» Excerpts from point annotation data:
══════════════════════════════
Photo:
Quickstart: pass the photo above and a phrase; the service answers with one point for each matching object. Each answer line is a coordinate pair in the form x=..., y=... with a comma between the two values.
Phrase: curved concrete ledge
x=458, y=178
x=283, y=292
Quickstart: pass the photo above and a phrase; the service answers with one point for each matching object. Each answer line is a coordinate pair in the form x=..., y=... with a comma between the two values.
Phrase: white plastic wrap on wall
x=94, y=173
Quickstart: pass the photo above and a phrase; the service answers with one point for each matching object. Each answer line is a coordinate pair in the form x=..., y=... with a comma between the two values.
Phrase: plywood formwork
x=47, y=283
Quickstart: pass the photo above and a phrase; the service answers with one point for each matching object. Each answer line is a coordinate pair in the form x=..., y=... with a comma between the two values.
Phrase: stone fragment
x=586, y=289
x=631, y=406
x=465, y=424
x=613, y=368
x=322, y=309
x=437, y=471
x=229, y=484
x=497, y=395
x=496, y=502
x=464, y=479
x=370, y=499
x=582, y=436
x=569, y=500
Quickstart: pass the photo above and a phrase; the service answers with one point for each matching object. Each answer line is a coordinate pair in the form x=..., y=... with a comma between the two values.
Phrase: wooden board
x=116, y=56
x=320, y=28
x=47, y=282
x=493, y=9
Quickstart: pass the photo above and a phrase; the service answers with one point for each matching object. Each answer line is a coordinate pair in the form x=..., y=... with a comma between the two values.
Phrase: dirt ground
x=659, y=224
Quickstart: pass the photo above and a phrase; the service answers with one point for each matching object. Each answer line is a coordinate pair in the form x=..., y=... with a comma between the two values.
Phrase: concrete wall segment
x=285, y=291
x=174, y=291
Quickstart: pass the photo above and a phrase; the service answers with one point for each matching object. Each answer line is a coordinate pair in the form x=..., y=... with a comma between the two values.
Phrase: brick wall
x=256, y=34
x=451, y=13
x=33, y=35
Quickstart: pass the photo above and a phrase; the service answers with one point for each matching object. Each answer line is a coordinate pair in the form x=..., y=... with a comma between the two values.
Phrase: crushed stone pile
══════════════════════════════
» INSTRUCTIONS TO FOLLOW:
Repeat all of the material above line for line, changing nothing.

» EXPECTED ANSWER:
Photo:
Quickstart: pass the photo above and a phrase; the service answers with one point for each matching object. Each answer line is a coordinate pair in the form x=..., y=... with a comma between the two values.
Phrase: curved concrete ledge
x=458, y=178
x=283, y=292
Quickstart: pass the photo above and a phrase; the service answers with one point for each matching object. Each answer line is a coordinate pair in the form x=..., y=... with a comma between the two values.
Phrase: white plastic wrap on wall
x=94, y=173
Quickstart: pass the photo above and a phrase; the service answers with one point for each matching object. Each answer line is a coordinate pair in the form x=..., y=... with a comma between the two values.
Phrase: plywood formwork
x=47, y=283
Quickstart: pass the photo above and a phrase; the service answers with one point for each matching object. Each answer line is a coordinate pair in the form x=..., y=... with a comma between the two values.
Phrase: stone fragment
x=586, y=289
x=631, y=406
x=465, y=424
x=613, y=368
x=322, y=309
x=437, y=471
x=229, y=484
x=497, y=395
x=496, y=502
x=464, y=479
x=370, y=499
x=582, y=436
x=569, y=500
Quickstart: pass the photo above and a phrase; the service answers with one point for each matching object. Each answer line is a coordinate pair in the form x=..., y=... with a comma between the two values.
Phrase: wooden board
x=116, y=56
x=320, y=28
x=47, y=282
x=493, y=9
Quickstart: pass the photo above and a phrase; the service answers with one point for each matching object. Each answer line is a coordinate pair in the form x=..., y=... with a comma between the two values.
Phrase: dirt ground
x=659, y=224
Quickstart: pass the photo above and a phrase; the service answers with one point for each matching object. Each answer line is a coordinate pair in the form x=..., y=... with a comma between the two values.
Phrase: concrete wall segment
x=285, y=291
x=174, y=291
Quickstart: pass the photo above and a phrase; the service answers with one point for each matching object. Each answer line is a coordinate pair in the form x=..., y=... with a comma between the two values.
Phrase: brick wall
x=256, y=34
x=451, y=13
x=33, y=35
Quickstart: pass the photo above and a phrase; the service answers with one point for each matching object. Each answer line is a coordinate pair in the form x=..., y=... with a comma between the two values.
Phrase: crushed stone pile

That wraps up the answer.